EXERCISE PROMPT. Rewrite the stretch of the material from the line containing "on the parked" through the line containing "[1044, 354]", with "stationary car" in place of "parked car" and nothing else changed.

Dataset items.
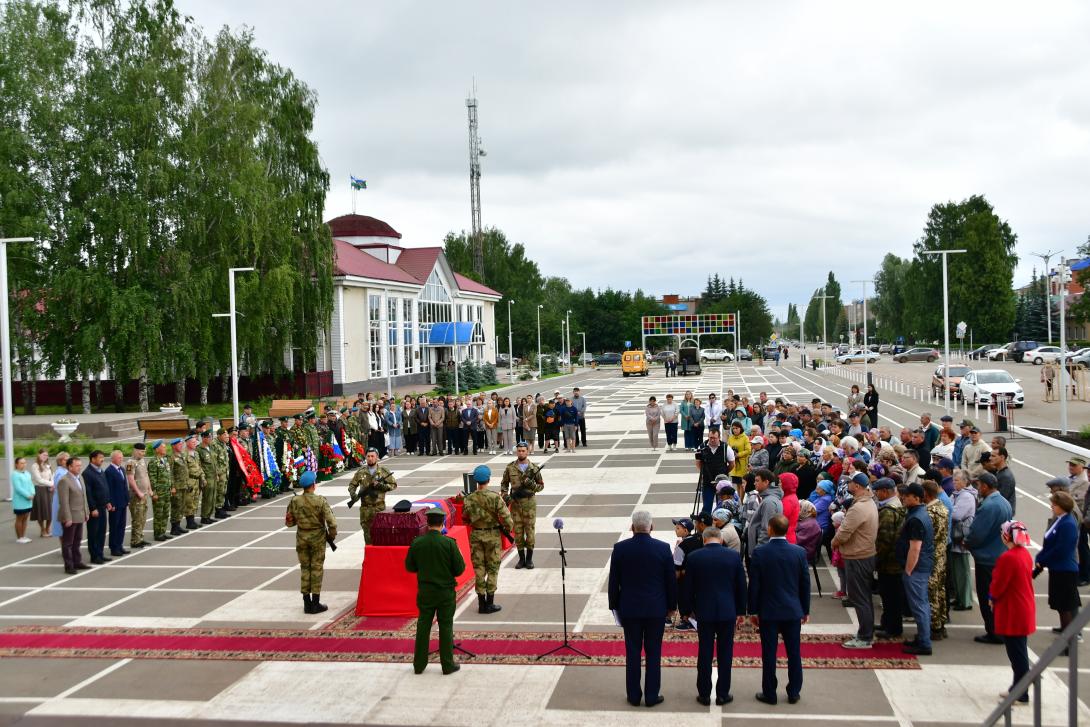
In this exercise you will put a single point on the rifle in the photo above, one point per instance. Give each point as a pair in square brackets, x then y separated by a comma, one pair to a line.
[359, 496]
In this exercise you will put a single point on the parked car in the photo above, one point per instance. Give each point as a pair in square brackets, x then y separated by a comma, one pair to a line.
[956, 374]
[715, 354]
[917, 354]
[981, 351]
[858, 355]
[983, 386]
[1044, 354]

* * *

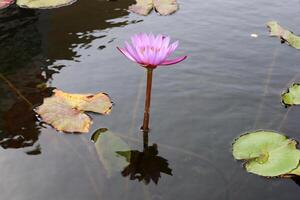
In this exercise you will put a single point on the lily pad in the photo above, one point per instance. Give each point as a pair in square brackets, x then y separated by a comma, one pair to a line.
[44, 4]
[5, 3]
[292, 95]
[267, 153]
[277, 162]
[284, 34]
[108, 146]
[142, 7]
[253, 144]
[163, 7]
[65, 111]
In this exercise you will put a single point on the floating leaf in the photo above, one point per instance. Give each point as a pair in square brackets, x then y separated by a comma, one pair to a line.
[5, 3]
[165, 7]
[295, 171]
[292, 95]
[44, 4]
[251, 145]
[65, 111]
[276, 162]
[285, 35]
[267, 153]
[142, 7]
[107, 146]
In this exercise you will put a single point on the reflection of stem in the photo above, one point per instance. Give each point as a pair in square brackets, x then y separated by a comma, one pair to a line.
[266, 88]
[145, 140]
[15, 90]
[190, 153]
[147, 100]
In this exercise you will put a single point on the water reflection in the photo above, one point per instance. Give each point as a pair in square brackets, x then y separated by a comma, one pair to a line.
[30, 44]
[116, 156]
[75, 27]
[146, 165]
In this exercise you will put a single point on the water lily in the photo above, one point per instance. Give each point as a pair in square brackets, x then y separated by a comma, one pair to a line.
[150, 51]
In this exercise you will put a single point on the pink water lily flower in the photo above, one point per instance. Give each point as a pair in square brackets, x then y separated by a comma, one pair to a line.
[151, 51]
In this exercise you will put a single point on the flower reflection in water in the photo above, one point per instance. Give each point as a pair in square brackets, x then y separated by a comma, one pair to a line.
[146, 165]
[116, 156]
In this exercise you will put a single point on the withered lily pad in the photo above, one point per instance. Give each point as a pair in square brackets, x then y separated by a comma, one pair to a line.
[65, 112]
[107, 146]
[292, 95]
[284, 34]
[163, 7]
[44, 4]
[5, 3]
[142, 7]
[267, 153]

* * *

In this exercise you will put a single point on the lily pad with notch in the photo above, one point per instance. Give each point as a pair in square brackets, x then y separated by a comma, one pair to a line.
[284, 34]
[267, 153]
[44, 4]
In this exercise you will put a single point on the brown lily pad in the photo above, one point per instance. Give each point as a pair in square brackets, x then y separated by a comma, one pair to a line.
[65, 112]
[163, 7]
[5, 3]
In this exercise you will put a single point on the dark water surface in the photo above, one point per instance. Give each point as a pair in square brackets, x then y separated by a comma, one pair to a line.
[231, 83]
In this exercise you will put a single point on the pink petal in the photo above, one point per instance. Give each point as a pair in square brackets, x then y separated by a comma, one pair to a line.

SOLUTION FOR THIS TASK.
In this exercise you will put a single point on the stationary car in the photo above, one point per instance. Give each point as a pair in square brackets, x then y separated by a comma, one pair to a line.
[956, 374]
[715, 354]
[917, 354]
[981, 351]
[858, 355]
[983, 386]
[1044, 354]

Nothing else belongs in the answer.